### RECORDS TO PROCESS:

-- begin --

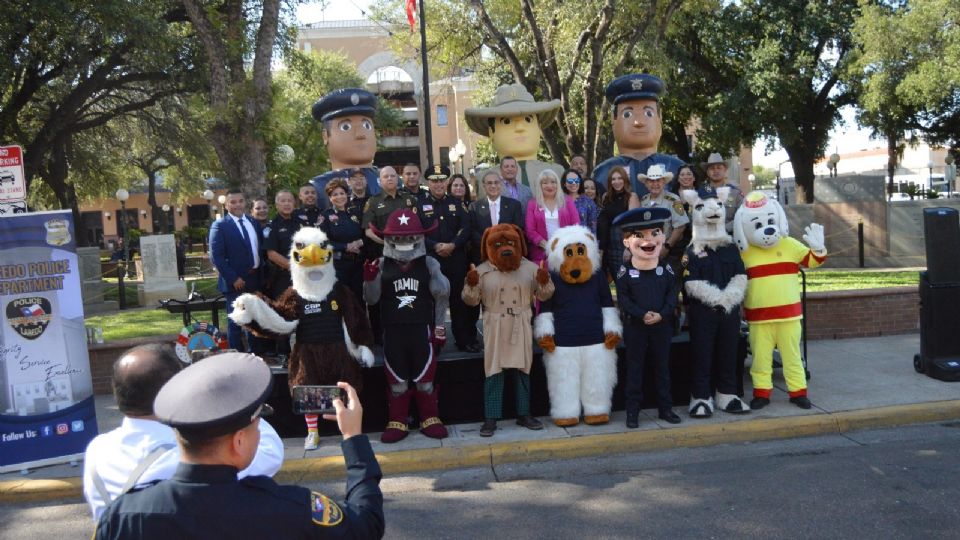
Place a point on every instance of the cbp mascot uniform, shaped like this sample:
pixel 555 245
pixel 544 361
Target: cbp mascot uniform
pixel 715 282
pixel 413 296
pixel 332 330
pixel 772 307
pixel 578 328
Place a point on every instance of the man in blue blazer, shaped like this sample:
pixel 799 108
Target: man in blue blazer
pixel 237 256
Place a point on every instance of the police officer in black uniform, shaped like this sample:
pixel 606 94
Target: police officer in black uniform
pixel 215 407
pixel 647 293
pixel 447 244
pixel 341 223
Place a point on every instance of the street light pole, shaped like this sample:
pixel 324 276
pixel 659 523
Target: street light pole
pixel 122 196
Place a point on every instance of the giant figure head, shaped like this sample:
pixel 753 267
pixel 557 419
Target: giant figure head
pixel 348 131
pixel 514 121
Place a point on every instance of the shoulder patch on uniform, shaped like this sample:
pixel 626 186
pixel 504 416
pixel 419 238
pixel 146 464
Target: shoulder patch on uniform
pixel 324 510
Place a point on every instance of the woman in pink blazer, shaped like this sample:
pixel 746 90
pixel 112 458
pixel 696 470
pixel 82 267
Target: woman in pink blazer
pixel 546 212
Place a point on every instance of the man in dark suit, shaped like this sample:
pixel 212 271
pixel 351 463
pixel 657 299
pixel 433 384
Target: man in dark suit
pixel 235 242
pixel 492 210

-- end --
-- begin --

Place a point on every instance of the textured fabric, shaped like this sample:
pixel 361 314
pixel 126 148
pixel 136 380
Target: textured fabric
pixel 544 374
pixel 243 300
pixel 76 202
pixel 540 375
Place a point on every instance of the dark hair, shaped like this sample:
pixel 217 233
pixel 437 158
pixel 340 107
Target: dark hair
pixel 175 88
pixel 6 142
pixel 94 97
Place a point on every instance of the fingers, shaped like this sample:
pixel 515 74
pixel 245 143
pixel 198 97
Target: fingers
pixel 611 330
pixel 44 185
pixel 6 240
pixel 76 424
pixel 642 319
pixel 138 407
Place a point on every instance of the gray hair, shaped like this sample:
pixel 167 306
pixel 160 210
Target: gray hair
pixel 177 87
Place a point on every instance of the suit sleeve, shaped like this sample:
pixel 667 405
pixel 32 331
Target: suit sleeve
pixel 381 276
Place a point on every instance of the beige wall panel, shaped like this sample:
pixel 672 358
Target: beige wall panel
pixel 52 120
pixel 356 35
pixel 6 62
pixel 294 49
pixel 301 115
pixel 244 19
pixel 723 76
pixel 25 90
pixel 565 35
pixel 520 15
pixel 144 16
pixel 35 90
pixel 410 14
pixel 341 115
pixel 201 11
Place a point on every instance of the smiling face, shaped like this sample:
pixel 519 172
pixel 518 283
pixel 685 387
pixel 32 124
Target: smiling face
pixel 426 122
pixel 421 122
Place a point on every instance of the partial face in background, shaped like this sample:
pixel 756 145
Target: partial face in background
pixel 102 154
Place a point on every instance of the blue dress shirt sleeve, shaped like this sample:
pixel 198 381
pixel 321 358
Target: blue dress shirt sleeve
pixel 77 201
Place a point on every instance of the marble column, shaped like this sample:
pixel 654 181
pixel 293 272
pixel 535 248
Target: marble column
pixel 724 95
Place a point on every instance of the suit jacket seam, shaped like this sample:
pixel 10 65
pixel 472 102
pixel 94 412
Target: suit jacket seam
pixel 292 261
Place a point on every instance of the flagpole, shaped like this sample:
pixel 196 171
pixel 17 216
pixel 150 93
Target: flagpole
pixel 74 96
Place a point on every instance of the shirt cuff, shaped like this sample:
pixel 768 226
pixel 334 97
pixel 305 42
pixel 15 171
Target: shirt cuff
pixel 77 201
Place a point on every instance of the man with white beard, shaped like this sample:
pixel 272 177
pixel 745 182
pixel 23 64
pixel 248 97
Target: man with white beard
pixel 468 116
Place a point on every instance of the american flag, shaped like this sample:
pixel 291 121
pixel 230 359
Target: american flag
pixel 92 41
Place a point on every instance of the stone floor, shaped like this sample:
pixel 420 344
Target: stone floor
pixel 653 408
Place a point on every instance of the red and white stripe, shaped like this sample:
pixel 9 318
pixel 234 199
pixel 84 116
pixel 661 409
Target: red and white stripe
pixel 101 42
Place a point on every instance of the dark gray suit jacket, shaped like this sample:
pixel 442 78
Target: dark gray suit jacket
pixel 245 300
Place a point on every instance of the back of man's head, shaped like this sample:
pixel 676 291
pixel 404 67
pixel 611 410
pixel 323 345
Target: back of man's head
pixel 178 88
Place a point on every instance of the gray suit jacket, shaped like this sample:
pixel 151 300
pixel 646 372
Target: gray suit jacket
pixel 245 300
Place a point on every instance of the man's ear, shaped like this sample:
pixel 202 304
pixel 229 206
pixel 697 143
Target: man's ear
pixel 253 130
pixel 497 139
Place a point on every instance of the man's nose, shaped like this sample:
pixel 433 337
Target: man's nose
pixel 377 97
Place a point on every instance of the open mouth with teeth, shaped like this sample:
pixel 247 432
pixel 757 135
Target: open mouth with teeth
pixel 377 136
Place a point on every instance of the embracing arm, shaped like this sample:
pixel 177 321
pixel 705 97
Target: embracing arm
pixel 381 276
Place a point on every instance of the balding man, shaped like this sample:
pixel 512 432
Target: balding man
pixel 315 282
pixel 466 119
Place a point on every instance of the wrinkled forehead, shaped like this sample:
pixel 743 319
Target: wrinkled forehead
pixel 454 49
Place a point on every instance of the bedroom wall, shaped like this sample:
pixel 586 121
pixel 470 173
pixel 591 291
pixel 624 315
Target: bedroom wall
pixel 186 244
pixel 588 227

-- end --
-- begin --

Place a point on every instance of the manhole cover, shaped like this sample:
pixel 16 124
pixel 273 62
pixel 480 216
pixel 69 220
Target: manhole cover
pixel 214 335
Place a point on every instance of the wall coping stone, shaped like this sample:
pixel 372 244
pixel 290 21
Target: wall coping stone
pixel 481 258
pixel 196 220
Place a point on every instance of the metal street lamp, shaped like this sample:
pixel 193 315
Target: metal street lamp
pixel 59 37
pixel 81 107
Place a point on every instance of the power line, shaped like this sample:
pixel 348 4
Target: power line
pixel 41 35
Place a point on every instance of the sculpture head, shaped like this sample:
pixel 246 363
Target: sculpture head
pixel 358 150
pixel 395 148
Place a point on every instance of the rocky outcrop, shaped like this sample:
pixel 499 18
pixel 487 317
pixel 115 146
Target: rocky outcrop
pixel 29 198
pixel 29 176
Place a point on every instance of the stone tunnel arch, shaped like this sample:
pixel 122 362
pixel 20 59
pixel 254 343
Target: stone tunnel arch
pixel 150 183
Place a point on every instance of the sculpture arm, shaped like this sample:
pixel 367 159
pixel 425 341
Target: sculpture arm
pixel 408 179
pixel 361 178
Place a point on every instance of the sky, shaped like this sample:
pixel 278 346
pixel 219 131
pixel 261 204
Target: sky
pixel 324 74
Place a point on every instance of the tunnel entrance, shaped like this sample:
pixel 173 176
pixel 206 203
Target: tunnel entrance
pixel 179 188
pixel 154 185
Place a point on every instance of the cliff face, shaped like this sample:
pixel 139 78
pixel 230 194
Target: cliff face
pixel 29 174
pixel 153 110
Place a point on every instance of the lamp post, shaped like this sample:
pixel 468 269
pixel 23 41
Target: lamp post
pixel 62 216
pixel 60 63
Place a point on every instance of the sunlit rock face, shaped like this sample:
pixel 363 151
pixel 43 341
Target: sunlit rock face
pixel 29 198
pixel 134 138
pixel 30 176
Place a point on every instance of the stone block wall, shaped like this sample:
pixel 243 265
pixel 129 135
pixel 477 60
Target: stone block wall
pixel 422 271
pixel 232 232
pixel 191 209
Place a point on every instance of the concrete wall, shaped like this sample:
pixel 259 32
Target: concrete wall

-- end --

### SET TASK:
Rewrite the part of the listing that starts with the line containing "Place a point on every instance of the gray suit" and goes on through the line containing "pixel 588 227", putting "interior wall" wherever "bedroom wall" appears. Keep everything else unchanged.

### EXERCISE ANSWER:
Place a point on every instance of the gray suit jacket, shaped like this sample:
pixel 151 300
pixel 646 372
Target: gray suit jacket
pixel 245 300
Place a point on every instance of the man's ear, shaped like this sample:
pixel 202 304
pixel 229 206
pixel 697 143
Target: man's ear
pixel 253 130
pixel 497 139
Place a point on every instance of the man's nose, shaped like this sample:
pixel 433 337
Target: man's nose
pixel 377 97
Place a point on every instance of the open mouth with teeth, shaped like this sample:
pixel 247 432
pixel 757 135
Target: open mouth with teeth
pixel 377 136
Place a point on every instance of the embracing arm, shaped like this sample:
pixel 177 321
pixel 705 97
Target: embracing arm
pixel 381 276
Place a point on every instance of the balding man, shaped like this sample:
pixel 512 432
Target: balding man
pixel 315 282
pixel 466 119
Place a point on every instance of the wrinkled forehead, shaped like this sample:
pixel 743 319
Target: wrinkled forehead
pixel 454 49
Place a point on every instance of the interior wall, shaped like this sample:
pixel 586 121
pixel 470 173
pixel 591 291
pixel 624 315
Target: interior wall
pixel 186 244
pixel 588 227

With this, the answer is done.